→ **Problems**:
(A) According to the post on mindset, which kinds of mental training relate specifically to enhancing performance?
(B) Pick up the post on mindset after its final sentence and carry it forward.

→ **Text block**:
## Begin

Random Thoughts on Mindset, Pt 4

by | Dec 29, 2012

I’ve always found it useful to define terms. “Mindset” is a fuzzy term. What does it mean? Poll any number of combat practitioners — military, law enforcement, combat athletes — and you’ll get as many different answers as you have people.

I don’t think there’s one generic descriptor that applies to “mindset” — though I’ve been lazy in discussing it as though there were.

Here’s a couple of random chunks that I think *may* add up to a consensus definition:

There’s those aspects of mental training that relate specifically to enhancing performance. These might include visualization, mental rehearsal and techniques drawn from kinesthetic learning.

There are those aspects of mental training that install attributes: willingness to kill, willingness to engage in personal violence in general, ability to recognize and manage stress, situational awareness.

## End

→ **Information provided**:
## Begin

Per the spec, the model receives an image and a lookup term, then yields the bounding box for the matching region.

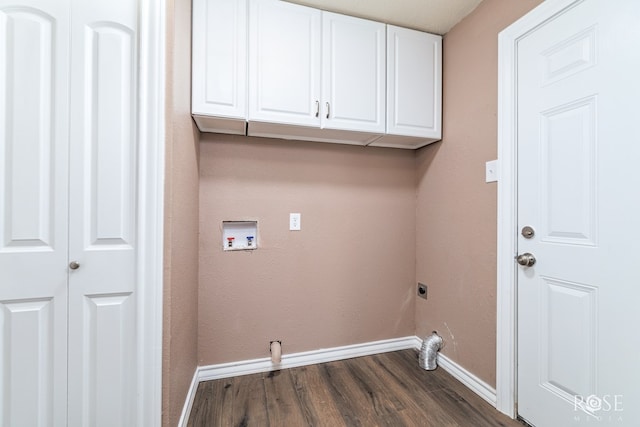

## End

→ **Results of the exercise**:
(A) Visualization, mental rehearsal, and techniques drawn from kinesthetic learning.

(B)
And then there’s that training that enhances control of the physiology in the mind/body matrix: autogenics breathing and psycho-physiological state management (or access).

For a long time, the approach for training mental attributes in combat focused on “toughening” — the mind, the body, through harsh and rigorous training. I wonder if that in fact actually trained that attribute, or uncovered it in those who already had it. (See previous post that touches on selection processes).

Something I focused on early on was identifying those individuals who had “it” — that amalgam of attributes and abilities listed above — and modeling them on the basis that recreating the physiology they displayed would help coach an novice learner *faster* into the desired end-state. Lots of previous work on this, especially in sports psychology and the “modeling” process as developed by Bandler and Grinder in the evolution of NLP.

So my approach was focused on detailed study of high performers and then parsing out what they were actually doing (as opposed to what they reported they were doing, a nuance lost on some) and figuring out ways to install that in training. I had the benefit of some excellent training in analyzing and evaluating body language and physiological response, as well as utilizing elicitation technique to evoke certain physiological states.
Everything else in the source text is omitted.